** Start of TEXT PROVIDED **
A RF is a collection of tree predictors, T_L(X_η;𝜃_k), where K is the number of trees indexed by k = 1, … K; X_η is defined as above and has a vector length p associated with input vector X; and 𝜃_k are independent and identically distributed random vectors that indicate a training dataset L. The dataset L is assumed to be independently drawn from the joint distribution of (X, Y) and comprises η (p + 1)-tuples (X₁,y1),…,(X_η,y_η). When the response is a continuous variable as in the present study, the final predictor y_η for a sample X_η is the average over all trees:

y_{η}^{'} = \frac{1}{K} \sum_{k = 1}^{K} T_{L} (X_{η}; θ_{k}) . (8)

As K →∞, the Law of Large Numbers ensures

E_{x, y} {[Y - y_{η}^{'} (X)]}^{2} \to E_{x, y} [Y - E_{θ} y_{η} {(X; θ]}^{2}, (9)

in which the quantity on the right is the prediction error, and convergence in that equation ensures the lack of overfitting in RFs (Breiman, 2001).
** End of TEXT PROVIDED **
** Start of RECORDED DATA **
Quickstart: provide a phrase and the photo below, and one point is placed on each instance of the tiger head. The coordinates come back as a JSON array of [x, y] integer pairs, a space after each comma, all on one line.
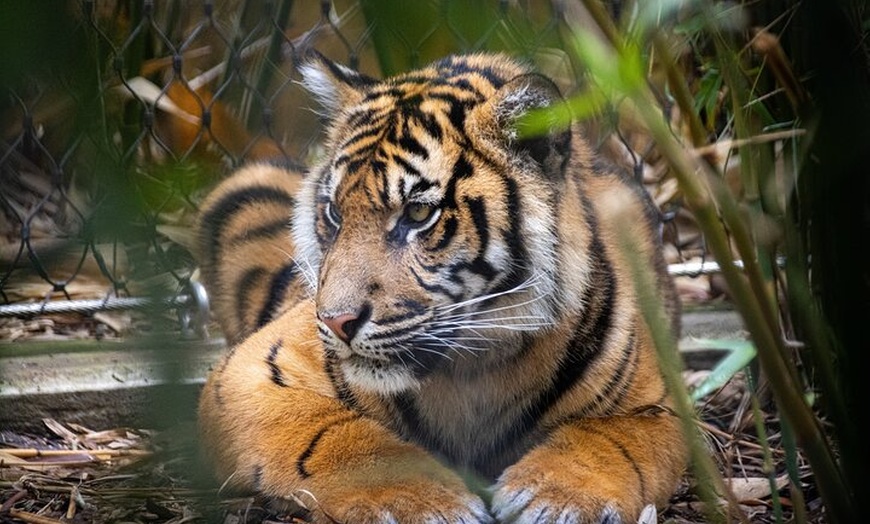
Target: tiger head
[[429, 230]]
** End of RECORDED DATA **
### EXERCISE INSTRUCTIONS
1: According to the random forest text, what does convergence in equation (9) ensure?
2: Decide whether each statement below agrees with the random forest text. Answer yes or no for each, and quote the deciding words of the text.
(a) The dataset L is assumed to be independently drawn from the joint distribution of (X, Y).
(b) The 𝜃_k are dependent random vectors.
(c) The response in the present study is a categorical variable.
3: Print the portion of the random forest text between "As K →∞, the" and "RFs (Breiman, 2001).", inclusive.

### RESPONSE LIST
1: It ensures the lack of overfitting in RFs.

2:
(a) Yes: "The dataset L is assumed to be independently drawn from the joint distribution of (X, Y)"
(b) No: "𝜃_k are independent and identically distributed random vectors"
(c) No: "When the response is a continuous variable as in the present study"

3:
As K →∞, the Law of Large Numbers ensures

E_{x, y} {[Y - y_{η}^{'} (X)]}^{2} \to E_{x, y} [Y - E_{θ} y_{η} {(X; θ]}^{2}, (9)

in which the quantity on the right is the prediction error, and convergence in that equation ensures the lack of overfitting in RFs (Breiman, 2001).